Goal of the exercise. Please copy exactly the lines that begin with the one containing "Each instance of the pink" and end with the last line of the entries.

======

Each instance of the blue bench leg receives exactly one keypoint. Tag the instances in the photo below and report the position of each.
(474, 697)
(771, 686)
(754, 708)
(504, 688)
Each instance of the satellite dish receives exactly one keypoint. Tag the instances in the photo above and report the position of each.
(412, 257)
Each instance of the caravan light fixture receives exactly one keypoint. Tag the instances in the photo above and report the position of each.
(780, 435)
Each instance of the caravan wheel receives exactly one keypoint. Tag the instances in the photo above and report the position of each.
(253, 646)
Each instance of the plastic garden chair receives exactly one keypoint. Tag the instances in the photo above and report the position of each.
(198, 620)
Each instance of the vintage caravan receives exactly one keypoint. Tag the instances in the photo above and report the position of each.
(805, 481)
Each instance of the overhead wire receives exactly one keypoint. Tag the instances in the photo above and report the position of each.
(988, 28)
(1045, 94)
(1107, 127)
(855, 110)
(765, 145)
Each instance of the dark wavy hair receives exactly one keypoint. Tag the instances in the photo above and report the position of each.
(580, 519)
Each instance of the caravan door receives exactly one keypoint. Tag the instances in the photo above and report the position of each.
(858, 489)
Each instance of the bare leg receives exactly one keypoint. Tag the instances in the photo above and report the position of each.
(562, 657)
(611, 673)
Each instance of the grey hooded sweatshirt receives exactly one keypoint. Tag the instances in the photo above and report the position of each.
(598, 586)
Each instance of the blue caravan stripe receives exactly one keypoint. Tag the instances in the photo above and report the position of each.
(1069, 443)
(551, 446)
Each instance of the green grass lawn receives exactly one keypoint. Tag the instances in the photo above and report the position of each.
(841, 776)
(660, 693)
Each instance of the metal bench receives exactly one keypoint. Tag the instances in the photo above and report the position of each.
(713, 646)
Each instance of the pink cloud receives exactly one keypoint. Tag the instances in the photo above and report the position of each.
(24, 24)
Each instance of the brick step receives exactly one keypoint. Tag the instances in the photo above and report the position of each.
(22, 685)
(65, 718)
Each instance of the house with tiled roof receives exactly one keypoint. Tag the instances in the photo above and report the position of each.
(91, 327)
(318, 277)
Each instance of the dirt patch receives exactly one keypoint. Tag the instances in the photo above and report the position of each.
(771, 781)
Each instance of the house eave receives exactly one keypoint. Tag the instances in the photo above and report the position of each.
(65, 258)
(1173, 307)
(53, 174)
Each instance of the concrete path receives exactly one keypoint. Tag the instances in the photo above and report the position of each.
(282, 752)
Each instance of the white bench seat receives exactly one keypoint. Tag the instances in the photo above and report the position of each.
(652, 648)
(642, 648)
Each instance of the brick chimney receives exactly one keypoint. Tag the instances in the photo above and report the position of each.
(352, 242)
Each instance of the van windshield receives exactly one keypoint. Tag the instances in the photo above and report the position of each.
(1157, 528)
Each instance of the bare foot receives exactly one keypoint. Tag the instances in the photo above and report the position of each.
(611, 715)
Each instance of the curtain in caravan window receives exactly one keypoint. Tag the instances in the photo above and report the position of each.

======

Finished answer.
Each instance of the pink cloud receives exactly one keypoint. Tag the instances in the photo above and report the position of each.
(24, 24)
Each instance of the brick step receives exactly one keypoint. Tag the instances in the photo above and report the position of each.
(22, 685)
(65, 718)
Each instance of the house with tiled roof receives exactly one keypoint. Tag the instances in the photo above and report the position of each.
(91, 327)
(318, 277)
Each instance of the dirt patch receives exactly one keypoint. Tag the instances in the photo above and report the position of each.
(771, 781)
Each instance of the house eave receives exactly one keypoint. Tag the instances in the photo above and report the position of each.
(65, 258)
(1173, 307)
(53, 174)
Each instance of the concrete path receives exactly one keypoint. Tag the instances in the photo above and report the position of each.
(282, 752)
Each instance of the white bench seat receives exactly one keypoint. Tag the instances in the photo above and report the position of each.
(652, 648)
(642, 648)
Each instance of the brick chimney receives exactly one keypoint. Tag the instances in the photo above and report the position of each.
(352, 242)
Each instance of the van windshield receives exactly one keypoint. Tag the instances in the photo above and report the position of each.
(1157, 528)
Each instance of the bare foot receives exactly one keypoint. Tag the instances in the photo above and report the position of each.
(611, 715)
Each instance of the curtain in caravan window receives exactly one keypoint. Tag the instances in the photo above and report the position of each.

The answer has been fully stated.